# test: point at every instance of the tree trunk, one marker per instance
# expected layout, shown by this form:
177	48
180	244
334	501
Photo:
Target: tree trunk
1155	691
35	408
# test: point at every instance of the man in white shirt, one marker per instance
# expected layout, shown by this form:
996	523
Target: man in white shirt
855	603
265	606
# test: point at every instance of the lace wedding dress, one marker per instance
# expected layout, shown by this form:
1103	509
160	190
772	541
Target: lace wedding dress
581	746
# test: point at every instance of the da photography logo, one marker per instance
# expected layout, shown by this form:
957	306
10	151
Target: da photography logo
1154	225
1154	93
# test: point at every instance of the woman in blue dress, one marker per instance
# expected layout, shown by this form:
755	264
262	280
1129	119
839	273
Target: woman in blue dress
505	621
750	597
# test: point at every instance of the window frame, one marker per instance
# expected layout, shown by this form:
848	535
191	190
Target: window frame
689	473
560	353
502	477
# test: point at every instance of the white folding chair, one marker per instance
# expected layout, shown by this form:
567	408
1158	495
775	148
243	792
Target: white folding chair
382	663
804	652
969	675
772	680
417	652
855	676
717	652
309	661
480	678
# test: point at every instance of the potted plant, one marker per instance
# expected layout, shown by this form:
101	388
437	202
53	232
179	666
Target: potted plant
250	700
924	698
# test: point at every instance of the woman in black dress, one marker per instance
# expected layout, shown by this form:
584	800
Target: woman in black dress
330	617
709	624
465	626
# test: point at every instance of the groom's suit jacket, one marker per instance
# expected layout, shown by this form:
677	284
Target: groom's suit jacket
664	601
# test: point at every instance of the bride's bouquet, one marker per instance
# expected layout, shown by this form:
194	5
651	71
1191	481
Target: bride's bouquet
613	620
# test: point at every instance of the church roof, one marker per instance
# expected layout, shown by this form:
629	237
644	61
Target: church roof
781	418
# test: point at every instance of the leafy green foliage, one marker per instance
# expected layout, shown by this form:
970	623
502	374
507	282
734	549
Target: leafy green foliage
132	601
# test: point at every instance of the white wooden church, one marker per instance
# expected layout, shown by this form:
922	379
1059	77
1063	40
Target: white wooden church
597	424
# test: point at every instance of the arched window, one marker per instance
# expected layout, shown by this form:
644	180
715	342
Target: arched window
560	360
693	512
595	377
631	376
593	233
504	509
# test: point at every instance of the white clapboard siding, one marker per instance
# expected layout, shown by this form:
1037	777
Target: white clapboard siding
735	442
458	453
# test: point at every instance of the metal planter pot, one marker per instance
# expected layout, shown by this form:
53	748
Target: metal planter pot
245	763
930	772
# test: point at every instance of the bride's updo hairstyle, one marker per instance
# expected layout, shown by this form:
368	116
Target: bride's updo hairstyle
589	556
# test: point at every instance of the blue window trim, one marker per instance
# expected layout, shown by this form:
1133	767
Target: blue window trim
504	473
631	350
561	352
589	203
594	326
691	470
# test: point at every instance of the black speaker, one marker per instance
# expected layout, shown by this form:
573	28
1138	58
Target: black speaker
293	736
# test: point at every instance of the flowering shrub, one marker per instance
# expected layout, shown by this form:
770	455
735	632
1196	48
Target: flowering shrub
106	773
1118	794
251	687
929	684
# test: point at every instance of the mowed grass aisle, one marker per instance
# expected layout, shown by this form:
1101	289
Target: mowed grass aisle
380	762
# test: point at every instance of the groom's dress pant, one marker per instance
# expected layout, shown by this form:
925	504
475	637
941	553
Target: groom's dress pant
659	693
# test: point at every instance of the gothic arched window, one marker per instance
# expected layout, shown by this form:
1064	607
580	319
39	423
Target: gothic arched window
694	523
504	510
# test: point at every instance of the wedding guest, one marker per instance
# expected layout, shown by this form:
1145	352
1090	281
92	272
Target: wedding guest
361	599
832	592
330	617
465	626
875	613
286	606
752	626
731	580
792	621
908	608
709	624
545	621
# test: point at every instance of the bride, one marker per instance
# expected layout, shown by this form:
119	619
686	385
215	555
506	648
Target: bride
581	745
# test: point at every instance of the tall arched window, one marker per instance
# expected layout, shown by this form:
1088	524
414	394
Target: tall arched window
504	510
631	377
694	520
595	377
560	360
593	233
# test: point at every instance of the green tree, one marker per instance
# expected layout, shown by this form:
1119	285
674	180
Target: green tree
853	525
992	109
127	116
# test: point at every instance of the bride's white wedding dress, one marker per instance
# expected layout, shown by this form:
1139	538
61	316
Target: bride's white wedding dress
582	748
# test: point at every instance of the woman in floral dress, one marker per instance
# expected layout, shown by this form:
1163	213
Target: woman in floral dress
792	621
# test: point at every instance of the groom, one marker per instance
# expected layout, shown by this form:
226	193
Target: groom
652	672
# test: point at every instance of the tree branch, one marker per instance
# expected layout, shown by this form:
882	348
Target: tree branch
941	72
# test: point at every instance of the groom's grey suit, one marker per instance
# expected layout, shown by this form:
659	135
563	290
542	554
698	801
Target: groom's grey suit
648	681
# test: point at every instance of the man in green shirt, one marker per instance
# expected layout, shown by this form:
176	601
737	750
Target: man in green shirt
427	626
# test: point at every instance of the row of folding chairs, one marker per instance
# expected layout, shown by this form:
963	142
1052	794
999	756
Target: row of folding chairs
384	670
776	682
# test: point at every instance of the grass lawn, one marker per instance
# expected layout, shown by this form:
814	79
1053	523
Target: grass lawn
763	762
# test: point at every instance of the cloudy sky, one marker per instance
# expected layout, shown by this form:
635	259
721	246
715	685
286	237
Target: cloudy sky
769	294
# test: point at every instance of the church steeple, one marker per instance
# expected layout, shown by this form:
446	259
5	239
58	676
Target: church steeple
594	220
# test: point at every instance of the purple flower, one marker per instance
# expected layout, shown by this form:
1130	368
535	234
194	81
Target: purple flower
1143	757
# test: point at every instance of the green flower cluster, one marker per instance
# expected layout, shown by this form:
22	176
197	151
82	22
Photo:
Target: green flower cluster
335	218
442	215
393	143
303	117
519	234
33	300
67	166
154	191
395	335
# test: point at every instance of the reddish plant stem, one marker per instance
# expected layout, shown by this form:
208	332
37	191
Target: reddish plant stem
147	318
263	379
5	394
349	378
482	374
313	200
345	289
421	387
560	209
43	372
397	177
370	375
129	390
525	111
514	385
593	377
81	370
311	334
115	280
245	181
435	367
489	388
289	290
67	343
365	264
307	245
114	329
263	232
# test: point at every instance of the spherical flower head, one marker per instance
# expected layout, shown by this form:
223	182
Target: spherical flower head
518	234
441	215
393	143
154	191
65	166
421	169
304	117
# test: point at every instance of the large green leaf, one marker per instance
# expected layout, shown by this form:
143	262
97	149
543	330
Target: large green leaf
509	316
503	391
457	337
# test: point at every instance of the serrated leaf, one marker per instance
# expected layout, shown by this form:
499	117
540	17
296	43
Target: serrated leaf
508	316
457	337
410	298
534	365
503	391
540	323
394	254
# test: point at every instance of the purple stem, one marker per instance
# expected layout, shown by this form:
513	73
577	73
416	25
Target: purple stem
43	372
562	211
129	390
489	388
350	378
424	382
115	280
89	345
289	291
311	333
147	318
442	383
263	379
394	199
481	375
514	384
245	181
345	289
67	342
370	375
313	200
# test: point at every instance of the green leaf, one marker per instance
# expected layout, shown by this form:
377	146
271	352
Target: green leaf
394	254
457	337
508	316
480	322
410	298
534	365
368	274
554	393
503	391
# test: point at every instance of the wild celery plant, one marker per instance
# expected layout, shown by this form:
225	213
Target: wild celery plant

■ **WHAT NEEDS TO BE DONE**
Copy out the whole listing exactly.

■ **FINAL RESULT**
# test: point at every instance of the tree trunk, one marker per instance
# expected layout, shown by this form:
177	48
180	244
334	501
Photo:
Target: tree trunk
1155	691
35	408
# test: point at every instance of the man in white shirt, one marker per instance
# expected layout, shown by this form:
996	523
Target: man in white shirt
855	603
265	606
# test: point at every instance of the lace wedding dress, one marker per instance
# expected layout, shown by this form:
1103	509
160	190
772	541
Target: lace wedding dress
581	746
# test: point at every instance of the da photography logo, one marker per instance
# expected layout, shown by this form:
957	306
10	151
Target: da photography logo
1154	225
1154	93
# test: point at every instance of the woman in blue dress, one marker per instance
# expected layout, shown by this form:
755	264
262	280
1129	119
839	273
Target: woman in blue dress
505	621
750	597
# test: point at every instance of the window frame, one marker per instance
# expected layout, shown by this form:
848	535
191	190
Target: window frame
689	473
560	353
502	477
# test: point at every instance of the white folding chair, one marker per instance
# expected layout, shown by this form:
567	408
1158	495
775	148
243	792
Target: white folding chair
382	663
804	652
969	675
772	680
417	652
855	676
717	652
309	661
480	678
# test: point at every instance of the potted plant, one marker per instance
# expected layout, shown by this form:
101	388
437	202
53	232
179	666
Target: potted plant
250	700
924	698
# test: point at every instance of the woman in black dress, one marker per instance
# expected layout, shown by this form:
584	800
Target: woman in black dress
330	617
709	624
465	626
# test: point at every instance of the groom's suit jacket, one marker per instance
# expected layout, shown by this form:
677	284
Target: groom's suit jacket
664	601
# test: point at every instance of the bride's bouquet, one marker per instance
# expected layout, shown by this form:
194	5
651	71
1191	481
Target: bride's bouquet
613	620
# test: point at every instance of the church roof, one marker per instance
# expected layout, shown by this form:
629	237
644	61
Target: church roof
781	418
# test: point at every instance of the leafy green foliage, one marker per instance
# expected layout, shown by this form:
970	623
502	374
507	282
734	549
Target: leafy green foliage
132	601
# test: point at every instance of the white wooden church, one marker per instance
# expected layout, shown by this form:
922	379
1059	77
1063	40
Target: white wooden church
597	424
# test: point at every instance of the arched window, one marker per instance
# expected layout, shown by this form:
644	180
715	342
Target: arched window
560	360
693	512
595	377
631	376
593	233
504	509
# test: point at every instance of the white clapboard siding, one marker per instance
# expected layout, shown by this form:
1037	777
Target: white clapboard siding
735	442
458	453
# test: point at every instance of the metal planter pot, one marker per instance
# expected layout, shown by this form:
53	748
Target: metal planter pot
245	763
930	772
# test: point at every instance of the bride's updo hairstyle, one marker per instance
# expected layout, shown by this form:
368	116
Target: bride's updo hairstyle
589	556
# test: point at every instance of the blue window trim, one marker per instance
# expected layout, shown by this form:
1133	767
Target: blue window trim
504	473
631	350
561	352
589	203
594	326
691	470
# test: point at every instance of the black speaker, one marker per instance
# expected layout, shown by this form:
573	28
1138	58
Target: black speaker
293	736
# test: point at every instance of the flowering shrub, one marker per instance
# expected layout, shown by this form:
770	455
735	632
1196	48
Target: flowering shrub
106	773
1118	794
251	687
929	684
# test: point at every instance of the mowed grass aisle, one marker per instance
# expected layout, shown by this form:
1101	289
Target: mowed grass aisle
380	762
# test: point at every instance of the groom's dress pant, one marker per instance
# expected layout, shown by this form:
925	504
475	637
941	553
Target: groom's dress pant
659	693
# test: point at every instance of the gothic arched window, one marker per instance
# expected layout, shown by this form:
1064	607
580	319
39	423
Target: gothic arched window
694	523
504	510
# test: point at every instance of the wedding guest, one marker per instance
# expected layout, shown by this form:
1145	352
1090	281
92	272
Target: wedding guest
361	599
832	592
330	617
465	626
875	613
286	606
752	626
731	580
792	621
908	608
709	624
545	621
# test: point at every instance of the bride, one marker per instance
# expected layout, shown by this form:
119	619
686	385
215	555
506	648
Target: bride
581	745
# test: point at every instance of the tall arched window, one marker per instance
# expected layout, shown by this form:
1088	524
414	394
Target: tall arched window
504	510
631	377
694	520
595	377
560	360
593	233
# test: point at every instance of the green tree, one marker per instance
# expected layout, shown by this form:
1119	285
674	180
Target: green tree
853	525
992	109
127	116
# test: point at every instance of the bride's white wedding dress, one marker per instance
# expected layout, shown by this form:
1139	538
61	316
Target: bride's white wedding dress
582	748
# test: point at every instance of the woman in floral dress, one marker per instance
# expected layout, shown by this form:
1163	213
Target: woman in floral dress
792	621
# test: point at every instance of the groom, one marker per instance
# expected layout, shown by this form:
226	193
Target: groom
652	672
# test: point at every instance of the tree branch, one marker per instance
# expected layout, shown by this form:
882	348
Target: tree branch
941	72
# test: point at every instance of the groom's grey suit, one marker per instance
# expected layout, shown by this form:
659	135
563	290
542	554
698	801
Target: groom's grey suit
648	681
# test: point at every instance of the man in green shirt, one marker per instance
# expected layout, shown by this form:
176	601
737	750
Target: man in green shirt
427	626
# test: point at every instance of the row of folding chairs, one marker per instance
# expected layout, shown by this form:
963	142
1052	794
999	756
Target: row of folding chairs
384	670
776	682
# test: point at every instance of the grass lawn, one marker per instance
# expected layout, shown by this form:
814	79
1053	523
Target: grass lawn
763	762
# test: point at every instance of the cloudy sky, one marker per instance
# expected layout, shown by this form:
635	259
721	246
715	685
286	237
Target: cloudy sky
769	294
# test: point at every instance of the church steeple, one marker per instance
# expected layout, shown by this form:
446	259
5	239
58	676
Target: church steeple
594	220
# test: point at every instance of the purple flower, one marker per instance
# expected layout, shown by this form:
1130	368
535	234
194	81
Target: purple flower
1143	757
# test: point at every instance of the green flower cluster, one marker per instance
# expected layout, shown by this form:
22	176
197	151
82	22
Photo:
Target: green flower cluster
335	218
442	215
393	143
303	117
519	234
33	300
67	166
154	191
395	335
# test: point at every instance of the reddish plant stem, one marker per instance
# expected layout, shown by this form:
208	332
37	191
Target: reddish plant stem
147	318
263	379
5	394
349	378
482	374
313	200
345	289
421	387
560	209
43	372
397	177
370	375
129	390
525	111
514	385
593	377
81	370
311	334
115	280
245	181
435	367
489	388
289	290
67	343
365	264
307	245
114	329
263	232
# test: point at every instance of the spherical flower head, one marker per instance
# expected layout, shown by this form:
223	182
Target: spherical flower head
518	234
441	215
393	143
154	191
65	166
421	169
304	117
# test: point at every instance of the large green leaf, one marker per instance
# expected layout, shown by this form:
143	262
97	149
543	330
Target: large green leaf
509	316
503	391
457	337
# test: point at every instance of the serrated leaf, one marker per instance
# expected layout, shown by this form:
499	117
540	17
296	43
Target: serrated leaf
508	316
457	337
410	298
534	365
503	391
540	323
394	254
# test: point at every instance of the purple stem, one marker per instance
# expected layout, shown by this form:
513	73
577	73
416	25
Target: purple stem
43	372
562	211
129	390
489	388
350	378
424	382
115	280
89	345
289	291
311	333
147	318
442	383
263	379
394	199
481	375
514	384
245	181
345	289
67	342
370	375
313	200
# test: point at every instance of the green leaf, one marker per instance
# expected layout, shown by this form:
377	146
271	352
Target: green leaf
394	254
457	337
508	316
480	322
410	298
534	365
368	274
554	393
503	391
# test: point at every instance of the wild celery plant, one marker per instance
# expected layout, shown by this form:
225	213
Target: wild celery plant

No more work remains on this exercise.